GESTELLTE AUFGABE 1 ▸ Welche Jahreszahlen nennt der Text über Rechenzentren? Zähle alle auf.

Rechenzentren werden zu knappem Gut
Künstliche Intelligenz benötigt gewaltige Rechenkapazitäten. Um diesen Bedarf weltweit zu decken, braucht es große Rechenzentren. Diese stellen aber besondere Anforderungen an die Immobilie.
Selbst für boomende Sektoren sind die von Morgan Laughlin für ein spezielles Immobiliensegment angekündigten Wachstumsraten ungewöhnlich: „Der globale Markt für ColocationRechenzentren wird bis 2026 um durchschnittlich 11,3 Prozent pro Jahr wachsen. Das Segment Hyperscale-Rechenzentren um 22,6 Prozent.“Laughlin dürfte wissen, wovon er spricht: Er leitet von seinem Büro in Tokio aus die Investitionen von PGIM Real Estate in Rechenzentren rund um den Globus, das insgesamt verwaltete Vermögen: mehr als 193 Milliarden Euro. Die Begründung seiner Prognose: „Die Datenproduktion boomt und wird sich bis 2025 im Vergleich zu 2020 voraussichtlich vervierfachen.“Hauptgrund dafür sei die künstliche Intelligenz (KI), so Laughlin.

ERFASSTE ANGABEN ▸
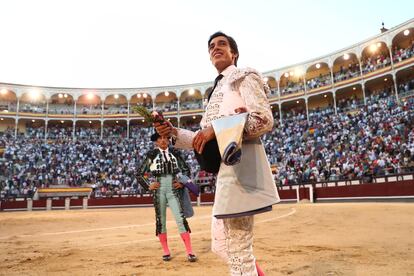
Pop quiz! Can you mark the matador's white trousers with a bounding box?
[211,216,257,276]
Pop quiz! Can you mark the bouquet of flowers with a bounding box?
[132,105,165,124]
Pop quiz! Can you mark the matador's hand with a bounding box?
[153,121,177,137]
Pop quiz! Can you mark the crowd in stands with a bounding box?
[362,54,391,74]
[333,63,361,82]
[0,84,414,196]
[393,40,414,63]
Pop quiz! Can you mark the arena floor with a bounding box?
[0,203,414,276]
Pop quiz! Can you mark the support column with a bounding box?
[392,72,400,102]
[65,197,70,210]
[127,119,129,139]
[82,196,88,210]
[305,97,309,123]
[295,185,300,203]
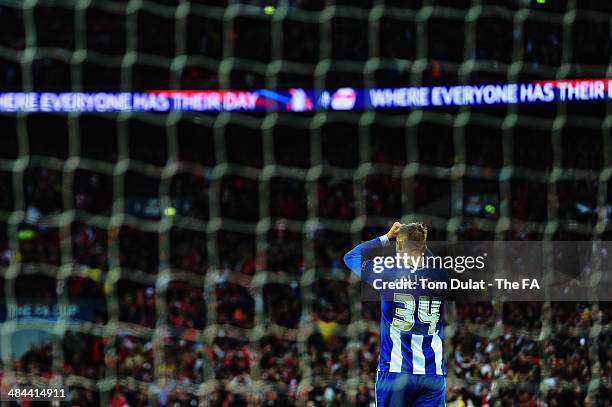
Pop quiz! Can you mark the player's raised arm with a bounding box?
[344,222,402,277]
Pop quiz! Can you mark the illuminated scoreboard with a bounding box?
[0,78,612,113]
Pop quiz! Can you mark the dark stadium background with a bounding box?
[0,0,612,407]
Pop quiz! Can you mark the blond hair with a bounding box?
[397,222,427,251]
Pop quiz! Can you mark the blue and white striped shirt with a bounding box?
[344,236,446,375]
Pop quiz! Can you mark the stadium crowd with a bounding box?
[0,0,612,407]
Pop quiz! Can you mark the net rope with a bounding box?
[0,0,612,404]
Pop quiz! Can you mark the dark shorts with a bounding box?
[376,372,446,407]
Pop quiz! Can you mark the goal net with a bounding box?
[0,0,612,407]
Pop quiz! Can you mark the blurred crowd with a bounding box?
[0,0,612,407]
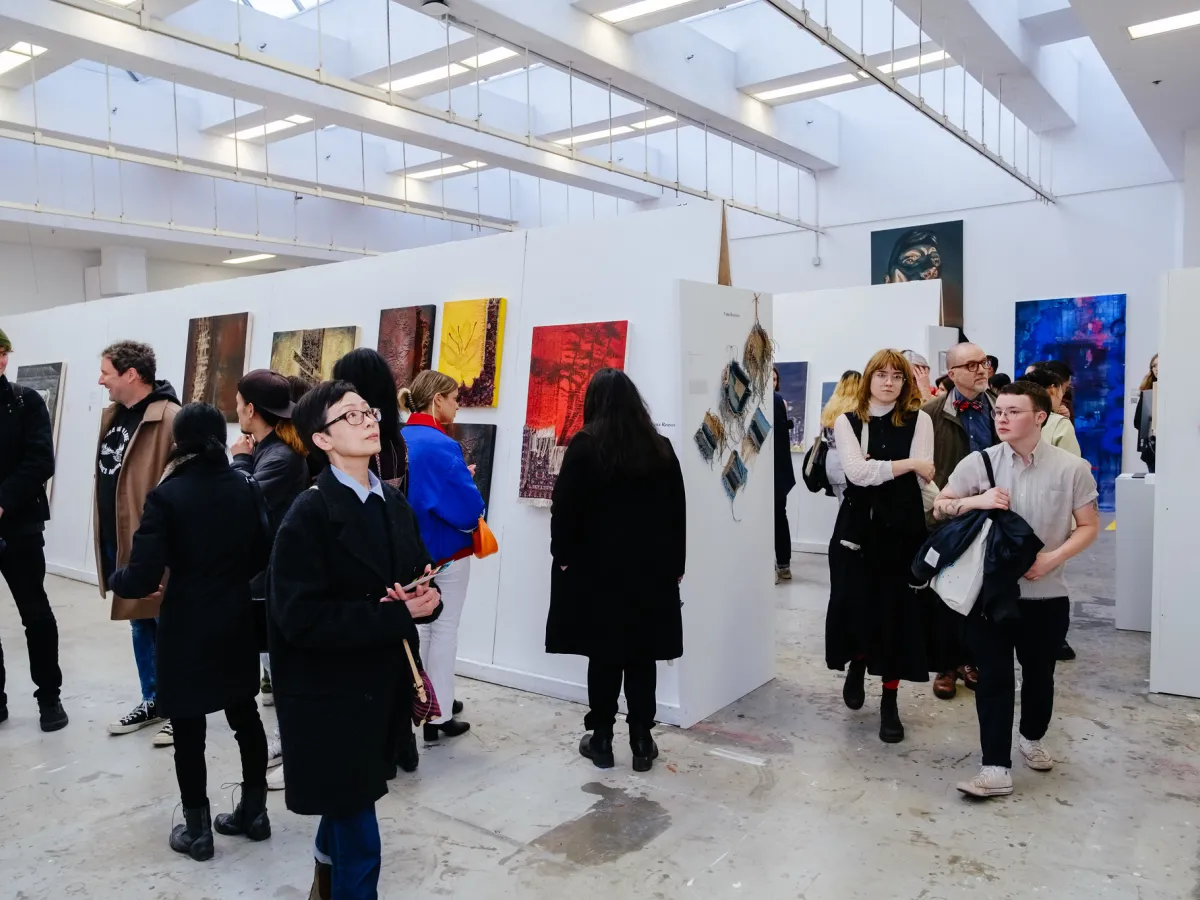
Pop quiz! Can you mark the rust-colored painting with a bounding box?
[182,312,250,422]
[517,322,629,506]
[379,305,438,390]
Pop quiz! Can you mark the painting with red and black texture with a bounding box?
[378,305,438,390]
[517,322,629,506]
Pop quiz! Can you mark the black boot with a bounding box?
[396,726,421,772]
[212,784,271,841]
[170,803,212,863]
[580,732,617,769]
[841,659,866,709]
[880,688,904,744]
[629,727,659,772]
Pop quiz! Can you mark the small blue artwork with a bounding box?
[1013,294,1126,511]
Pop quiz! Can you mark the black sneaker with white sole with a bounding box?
[108,700,162,734]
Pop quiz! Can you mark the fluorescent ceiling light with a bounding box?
[596,0,691,25]
[754,73,858,100]
[1129,10,1200,40]
[408,160,487,179]
[880,50,949,74]
[226,115,312,140]
[0,41,46,74]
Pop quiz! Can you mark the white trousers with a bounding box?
[416,557,470,724]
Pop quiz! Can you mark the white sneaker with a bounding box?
[959,766,1013,797]
[1020,738,1054,772]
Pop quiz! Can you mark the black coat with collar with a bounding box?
[266,467,440,816]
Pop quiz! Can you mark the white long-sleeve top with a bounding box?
[833,403,934,487]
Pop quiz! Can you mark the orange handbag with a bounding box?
[470,516,500,559]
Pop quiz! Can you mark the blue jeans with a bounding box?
[316,804,383,900]
[101,535,158,703]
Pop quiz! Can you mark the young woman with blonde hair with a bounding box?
[826,350,934,744]
[400,370,484,740]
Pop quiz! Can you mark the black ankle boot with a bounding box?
[170,803,212,863]
[629,728,659,772]
[841,660,866,709]
[880,688,904,744]
[580,733,617,769]
[212,784,271,841]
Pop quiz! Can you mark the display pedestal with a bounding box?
[1117,475,1154,631]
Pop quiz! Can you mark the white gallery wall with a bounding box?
[4,204,773,725]
[772,281,942,553]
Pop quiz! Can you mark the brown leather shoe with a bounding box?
[934,670,959,700]
[308,863,334,900]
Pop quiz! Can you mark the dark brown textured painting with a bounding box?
[378,305,438,389]
[181,312,250,422]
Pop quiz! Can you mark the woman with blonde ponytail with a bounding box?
[400,370,484,740]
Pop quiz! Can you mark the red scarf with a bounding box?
[404,413,446,434]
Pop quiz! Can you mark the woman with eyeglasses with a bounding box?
[400,370,484,740]
[826,350,934,744]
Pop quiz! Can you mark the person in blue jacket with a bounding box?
[400,370,484,740]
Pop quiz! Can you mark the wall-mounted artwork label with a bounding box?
[775,362,809,454]
[180,312,250,422]
[378,304,438,390]
[271,325,359,382]
[438,298,505,407]
[1013,294,1126,510]
[871,218,962,328]
[517,322,629,506]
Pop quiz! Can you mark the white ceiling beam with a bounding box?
[395,0,838,170]
[0,0,661,202]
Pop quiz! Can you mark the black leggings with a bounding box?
[170,697,266,809]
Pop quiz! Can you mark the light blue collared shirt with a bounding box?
[329,463,386,503]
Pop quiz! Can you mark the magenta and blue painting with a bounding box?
[1014,294,1126,510]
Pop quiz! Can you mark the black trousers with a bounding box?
[966,596,1070,768]
[775,493,792,569]
[0,534,62,706]
[170,697,266,809]
[583,659,659,734]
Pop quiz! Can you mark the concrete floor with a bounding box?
[0,533,1200,900]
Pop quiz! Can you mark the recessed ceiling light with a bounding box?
[754,73,858,100]
[596,0,691,25]
[880,50,950,74]
[1129,10,1200,40]
[0,41,46,74]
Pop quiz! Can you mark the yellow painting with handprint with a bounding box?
[438,298,504,407]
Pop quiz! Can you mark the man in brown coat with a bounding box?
[92,341,179,746]
[923,343,1000,700]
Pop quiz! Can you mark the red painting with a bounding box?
[517,322,629,506]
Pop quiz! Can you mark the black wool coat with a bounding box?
[108,457,270,718]
[546,432,688,662]
[266,466,442,816]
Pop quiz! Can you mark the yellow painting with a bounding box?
[271,325,359,383]
[438,298,504,407]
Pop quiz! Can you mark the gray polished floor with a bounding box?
[0,520,1200,900]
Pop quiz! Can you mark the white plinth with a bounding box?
[1116,475,1154,631]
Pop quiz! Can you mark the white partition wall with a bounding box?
[1147,269,1200,697]
[772,281,946,553]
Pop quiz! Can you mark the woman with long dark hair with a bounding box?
[109,403,271,859]
[334,347,408,494]
[546,368,688,772]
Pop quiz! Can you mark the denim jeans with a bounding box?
[316,804,383,900]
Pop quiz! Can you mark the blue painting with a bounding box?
[1014,294,1126,511]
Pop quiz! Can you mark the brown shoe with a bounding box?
[934,670,959,700]
[308,863,334,900]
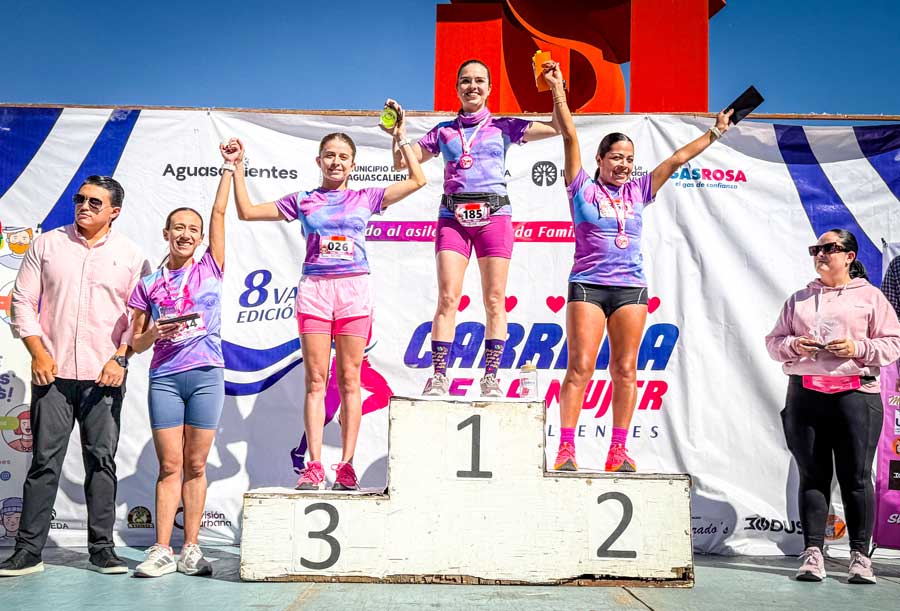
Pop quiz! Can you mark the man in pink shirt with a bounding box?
[0,176,149,577]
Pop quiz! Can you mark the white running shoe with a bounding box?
[796,547,828,581]
[422,373,450,397]
[134,543,175,577]
[178,543,212,576]
[481,373,503,397]
[847,552,875,583]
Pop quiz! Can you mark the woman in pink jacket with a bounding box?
[766,229,900,583]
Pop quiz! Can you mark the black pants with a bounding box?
[16,378,125,555]
[781,376,883,554]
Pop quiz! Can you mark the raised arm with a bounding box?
[381,98,434,170]
[230,138,284,221]
[650,109,734,195]
[381,115,426,209]
[209,138,244,269]
[526,62,581,185]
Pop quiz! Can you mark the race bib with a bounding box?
[453,202,491,227]
[319,235,353,261]
[168,312,206,343]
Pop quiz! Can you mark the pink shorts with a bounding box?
[434,214,513,259]
[297,274,375,337]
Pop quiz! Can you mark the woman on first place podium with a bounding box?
[394,59,559,397]
[544,64,732,471]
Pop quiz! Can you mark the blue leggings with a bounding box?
[148,367,225,429]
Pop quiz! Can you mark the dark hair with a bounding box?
[826,229,869,280]
[79,174,125,208]
[594,132,634,180]
[319,132,356,159]
[456,59,491,86]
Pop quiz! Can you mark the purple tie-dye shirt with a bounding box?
[275,188,384,276]
[128,250,225,378]
[419,115,531,218]
[566,169,653,287]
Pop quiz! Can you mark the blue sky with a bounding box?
[0,0,900,114]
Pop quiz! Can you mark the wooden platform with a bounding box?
[240,397,694,586]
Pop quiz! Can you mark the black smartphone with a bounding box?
[156,312,200,325]
[725,85,765,125]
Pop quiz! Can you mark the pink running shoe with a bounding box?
[331,462,359,490]
[606,443,637,473]
[295,460,325,490]
[553,441,578,471]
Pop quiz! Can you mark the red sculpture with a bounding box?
[434,0,725,113]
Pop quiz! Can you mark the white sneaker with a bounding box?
[134,543,175,577]
[796,547,825,581]
[178,543,212,575]
[847,552,875,583]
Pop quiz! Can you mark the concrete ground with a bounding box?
[0,547,900,611]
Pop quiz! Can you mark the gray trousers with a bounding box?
[16,378,125,555]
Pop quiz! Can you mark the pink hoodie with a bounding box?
[766,278,900,392]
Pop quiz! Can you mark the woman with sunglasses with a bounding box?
[128,140,240,577]
[766,229,900,583]
[394,59,559,397]
[234,119,425,490]
[544,63,732,472]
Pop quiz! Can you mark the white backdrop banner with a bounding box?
[0,107,900,554]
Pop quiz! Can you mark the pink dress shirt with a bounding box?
[11,225,150,380]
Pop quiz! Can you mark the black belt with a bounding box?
[441,193,509,212]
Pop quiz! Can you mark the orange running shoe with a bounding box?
[553,441,578,471]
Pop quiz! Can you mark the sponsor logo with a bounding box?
[0,496,22,539]
[350,164,406,184]
[669,164,747,189]
[0,402,34,454]
[403,296,679,424]
[744,516,803,535]
[50,509,69,530]
[531,161,559,187]
[162,163,300,182]
[175,507,232,530]
[888,460,900,490]
[691,516,731,535]
[825,513,847,541]
[128,505,153,528]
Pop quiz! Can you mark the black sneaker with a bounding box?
[0,549,44,577]
[90,547,128,575]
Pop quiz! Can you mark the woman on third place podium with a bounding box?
[234,118,425,490]
[766,229,900,583]
[394,59,559,397]
[544,64,731,471]
[128,140,238,577]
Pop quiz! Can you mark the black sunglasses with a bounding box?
[72,193,103,213]
[809,242,847,257]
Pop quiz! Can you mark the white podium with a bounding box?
[241,397,694,586]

GESTELLTE AUFGABE 2 ▸ Skaliere in den Datensätzen von der Zeile mit „Pop quiz! Can you mark the race“ bis einschließlich der Zeile mit „[240,397,694,586]“ jede Koordinate der Begrenzungsrahmen in den Antworten mit dem Faktor 1,9 und runde auf ganze Zahlen, wobei ,5 aufgerundet wird. Gib nur diese Zeilen vollständig wieder, die Aufforderungen eingeschlossen.

RICHTIGE LÖSUNG 1 ▸ 2026, 2025, 2020

RICHTIGE LÖSUNG 2 ▸
Pop quiz! Can you mark the race bib with a bounding box?
[861,384,933,431]
[606,447,671,496]
[319,593,391,652]
Pop quiz! Can you mark the pink shorts with a bounding box?
[825,407,975,492]
[564,521,713,640]
Pop quiz! Can you mark the woman on first place podium with a bounding box?
[749,112,1062,754]
[1034,122,1391,895]
Pop quiz! Can you mark the blue leggings with a bounding box?
[281,697,428,815]
Pop quiz! Can you mark the dark hair with a bounding box?
[1569,435,1651,532]
[150,331,238,395]
[1129,251,1205,342]
[606,251,676,302]
[866,112,933,163]
Pop quiz! Can you mark the purple tie-dye shirt with a bounding box?
[523,357,730,524]
[243,475,428,718]
[796,219,1009,414]
[1075,321,1241,545]
Pop quiz! Can you mark the blue sky with a bounding box?
[0,0,1710,217]
Pop quiz! Can you mark the wooden platform with a bounding box?
[456,754,1319,1113]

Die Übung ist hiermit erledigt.